Convert the listing below into a Markdown table with the columns Row and Line, putting each line in its own numbered row and leaving out blank lines.

++++++

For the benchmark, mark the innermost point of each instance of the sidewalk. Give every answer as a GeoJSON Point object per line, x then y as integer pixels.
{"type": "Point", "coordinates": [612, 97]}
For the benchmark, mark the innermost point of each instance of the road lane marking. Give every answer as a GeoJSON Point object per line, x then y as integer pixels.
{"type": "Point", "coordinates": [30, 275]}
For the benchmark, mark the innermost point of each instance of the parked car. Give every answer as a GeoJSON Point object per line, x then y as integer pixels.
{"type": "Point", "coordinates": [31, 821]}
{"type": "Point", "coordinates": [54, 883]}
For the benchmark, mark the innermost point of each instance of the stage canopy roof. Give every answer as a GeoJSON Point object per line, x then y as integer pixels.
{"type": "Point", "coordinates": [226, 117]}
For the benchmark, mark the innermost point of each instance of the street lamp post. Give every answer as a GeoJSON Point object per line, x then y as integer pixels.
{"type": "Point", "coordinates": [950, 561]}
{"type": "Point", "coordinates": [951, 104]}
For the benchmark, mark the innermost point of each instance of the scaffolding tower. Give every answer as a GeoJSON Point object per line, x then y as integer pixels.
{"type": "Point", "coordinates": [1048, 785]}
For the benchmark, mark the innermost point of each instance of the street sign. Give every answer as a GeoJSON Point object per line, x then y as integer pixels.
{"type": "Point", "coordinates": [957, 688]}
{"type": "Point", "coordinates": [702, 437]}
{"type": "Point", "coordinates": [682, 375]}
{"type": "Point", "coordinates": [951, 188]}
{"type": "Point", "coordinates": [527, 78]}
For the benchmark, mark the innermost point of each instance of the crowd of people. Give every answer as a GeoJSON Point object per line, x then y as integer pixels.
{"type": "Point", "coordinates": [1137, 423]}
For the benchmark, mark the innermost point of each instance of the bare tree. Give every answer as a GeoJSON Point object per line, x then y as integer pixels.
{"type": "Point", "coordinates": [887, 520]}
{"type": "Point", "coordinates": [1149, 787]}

++++++

EXERCISE SOLUTION -
| Row | Line |
|---|---|
| 1 | For the benchmark, mark the innermost point of each instance of the sidewalk. Give every answer as a GeoJSON Point object per line, x then y as integer pixels. |
| 2 | {"type": "Point", "coordinates": [612, 97]} |
| 3 | For the benchmark, mark the innermost point of each instance of the road lane marking. Give every answer as a GeoJSON Point object per line, x then y as integer pixels. |
| 4 | {"type": "Point", "coordinates": [30, 275]} |
| 5 | For the benchmark, mark the innermost point of each instance of the parked car. Give every answer as a GeoJSON Point object per line, x then y as integer pixels. |
| 6 | {"type": "Point", "coordinates": [31, 821]} |
| 7 | {"type": "Point", "coordinates": [54, 883]} |
| 8 | For the benchmark, mark the innermost point of each instance of the stage canopy roof. Give every answer as a GeoJSON Point object per line, x then y as integer pixels. |
| 9 | {"type": "Point", "coordinates": [226, 117]} |
| 10 | For the benchmark, mark the innermost point of each instance of the street lamp post. Give every answer as a GeoJSON Point object per line, x then y as integer pixels. |
| 11 | {"type": "Point", "coordinates": [950, 561]} |
| 12 | {"type": "Point", "coordinates": [951, 104]} |
| 13 | For the benchmark, mark the innermost point of each instance of the scaffolding tower. Give every answer as a GeoJSON Point object per line, x then y as integer pixels. |
| 14 | {"type": "Point", "coordinates": [1048, 785]} |
| 15 | For the benchmark, mark the innermost point of each instance of the street sign. Give every answer as a GeoJSON Point object per line, x then y as integer pixels. |
| 16 | {"type": "Point", "coordinates": [957, 688]} |
| 17 | {"type": "Point", "coordinates": [702, 437]} |
| 18 | {"type": "Point", "coordinates": [682, 375]} |
| 19 | {"type": "Point", "coordinates": [951, 188]} |
| 20 | {"type": "Point", "coordinates": [527, 78]} |
| 21 | For the benchmark, mark the innermost point of each instance of the crowd of people. Give every answer as a GeoJSON Point object per line, x then y as integer pixels. |
| 22 | {"type": "Point", "coordinates": [1137, 423]} |
| 23 | For the benchmark, mark the innermost point of each instance of the bare tree. Give every answer as a GeoJSON Point object per line, x then y as integer pixels. |
| 24 | {"type": "Point", "coordinates": [887, 520]} |
| 25 | {"type": "Point", "coordinates": [1149, 787]} |